- [SOURCE MATERIAL]:
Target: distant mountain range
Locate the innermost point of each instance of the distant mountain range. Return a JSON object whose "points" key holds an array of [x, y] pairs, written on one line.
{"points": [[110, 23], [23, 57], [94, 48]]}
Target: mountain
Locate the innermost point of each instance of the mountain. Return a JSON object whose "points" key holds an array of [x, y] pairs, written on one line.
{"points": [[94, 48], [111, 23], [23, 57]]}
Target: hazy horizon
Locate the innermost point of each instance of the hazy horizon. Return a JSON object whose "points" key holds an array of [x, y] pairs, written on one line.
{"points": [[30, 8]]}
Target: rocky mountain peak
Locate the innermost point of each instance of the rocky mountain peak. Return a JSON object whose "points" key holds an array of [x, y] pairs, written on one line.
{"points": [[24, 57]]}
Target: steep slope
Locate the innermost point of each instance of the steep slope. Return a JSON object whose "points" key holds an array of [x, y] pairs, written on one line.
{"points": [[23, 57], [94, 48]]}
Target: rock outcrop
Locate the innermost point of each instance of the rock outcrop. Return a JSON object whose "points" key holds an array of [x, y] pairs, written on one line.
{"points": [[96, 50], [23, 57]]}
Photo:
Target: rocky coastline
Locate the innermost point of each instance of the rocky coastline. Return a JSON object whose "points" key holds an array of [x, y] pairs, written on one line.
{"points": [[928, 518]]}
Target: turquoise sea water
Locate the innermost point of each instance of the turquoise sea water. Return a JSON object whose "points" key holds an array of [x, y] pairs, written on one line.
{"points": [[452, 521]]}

- [YOUR TASK]: Your response must contain all of the records, copied exactly.

- [RESULT BELOW]:
Target: distant mountain range
Locate the innermost point of each instance of the distant mountain range. Return a JSON object whose "points" key holds an array of [x, y] pairs, written on one line.
{"points": [[110, 23], [23, 57], [94, 48]]}
Target: mountain
Locate the innermost point of each instance of the mountain. Return a JSON object whose "points" key holds an array of [x, y] pairs, written on one line.
{"points": [[94, 48], [111, 23], [23, 57]]}
Target: hazy horizon
Locate the innermost point of each instance of the hazy horizon. Return a JSON object whose "points" key holds an array of [x, y] pairs, written on one line.
{"points": [[30, 8]]}
Target: rocky mountain peak
Locate the innermost point of each instance of the rocky mountain peak. Return a JSON object whose "points" key holds an array of [x, y] pairs, written on one line.
{"points": [[24, 57]]}
Target: steep slope
Locate the innermost point of each instance of the steep slope. Return a JSON object whose "points" key holds an array of [x, y] pairs, written on one line.
{"points": [[23, 57], [94, 48]]}
Target: rock outcrop
Locate the innermost point of each instance of the rock outcrop. Return a JSON object whose "points" key holds an array of [x, y] pairs, written on one line.
{"points": [[96, 50], [23, 57]]}
Photo:
Target: rocky coastline
Locate the innermost point of each instance of the rocky coastline. Return a JSON object whose "points" key holds an array of [x, y] pairs, written on one line.
{"points": [[928, 518]]}
Target: turquoise sea water
Locate the innermost point of each instance of the turquoise sea water. Return a JSON object whose "points" key holds an array of [x, y] pairs, written on one line.
{"points": [[452, 521]]}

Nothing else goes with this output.